PAGE EXTRACT:
Hug it Out.... (Come clean and breathe)
Updated: Aug 22, 2022
I don't generally spend much time, here, discussing interpersonal communication, even though it is one of my main concerns. But last night I attended a very large gathering of my industry peers, which garnered a perfect story to share.
I wound up speaking to a man with whom, 45 years ago, I spent a lot of time... arguing. Loudly. Over work issues. Almost daily. At work.
I'm going to guess that you don't get the opportunity to have screaming fights with people while you are at work. In full disclosure, we work in studios which are soundproof. So we can really tear into each other, and the others only hear the muffled madness.
Nonetheless after 45 years I saw him last night. Initially, it was the usual polite pleasantries. We acted as if there was no animosity between us.
And in essence, there is not. In my industry there's quite a bit of rancor among colleagues. We all have soundproof studios, after all...

DATA PROVIDED:
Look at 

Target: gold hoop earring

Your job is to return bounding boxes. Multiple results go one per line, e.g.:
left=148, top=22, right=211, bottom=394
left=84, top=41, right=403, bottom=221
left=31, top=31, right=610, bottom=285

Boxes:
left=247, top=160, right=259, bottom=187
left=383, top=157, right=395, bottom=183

PROMPT 1: Repeat everything in the Hug it Out post from "Hug it Out...." down to "the muffled madness.".
PROMPT 2: In the Hug it Out post, how many years ago did the writer spend a lot of time arguing with the man?
PROMPT 3: Resume the Hug it Out post, writing on from its last sentence.
You can set the lines aside, since nothing here depends on them.

EXERCISE ANSWER 1:
Hug it Out.... (Come clean and breathe)
Updated: Aug 22, 2022
I don't generally spend much time, here, discussing interpersonal communication, even though it is one of my main concerns. But last night I attended a very large gathering of my industry peers, which garnered a perfect story to share.
I wound up speaking to a man with whom, 45 years ago, I spent a lot of time... arguing. Loudly. Over work issues. Almost daily. At work.
I'm going to guess that you don't get the opportunity to have screaming fights with people while you are at work. In full disclosure, we work in studios which are soundproof. So we can really tear into each other, and the others only hear the muffled madness.

EXERCISE ANSWER 2: 45 years ago.

EXERCISE ANSWER 3:
This person, let's call him Peter...Peter and I talked for a while... long enough for us to get to finally express a little... Truth.
His daughter, Ashley happened to be there, and Peter introduced me to her. Eventually I used that opportunity to explain the situation to her. I told her that we used to fight so hard and so loudly that I would see stars in front of my eyes. I asked Ashley if she had ever seen a Warner Brothers cartoon with a character getting hit in the head and seeing cartoon stars.
I said that it wasn't until I met her father that I understood what that was about.
I was asked if I knew why this arguing went on as it did. I told Peter that I realized at one point many years ago, that I was able to push his buttons somehow, and he would lose his mind over it.
He did not seem surprised to hear that.
I doubt seriously if I intended to be that person. I did not realize he even had buttons. I really didn't know him at all back then. I probably didn't know people HAD buttons. I was only 19.
But last night we hashed it out, extremely successfully, and now we are going to communicate every week on an on-going industry-related ZOOM project.
He expressed sorrow at having created that toxic atmosphere. He expressed admiration for my work, which I assure you I do not deserve. He regrets having been the person he was, and having treated me the way that he did.
I love the sincerity. I love the honesty. And I'm over the moon because of the way this has turned out.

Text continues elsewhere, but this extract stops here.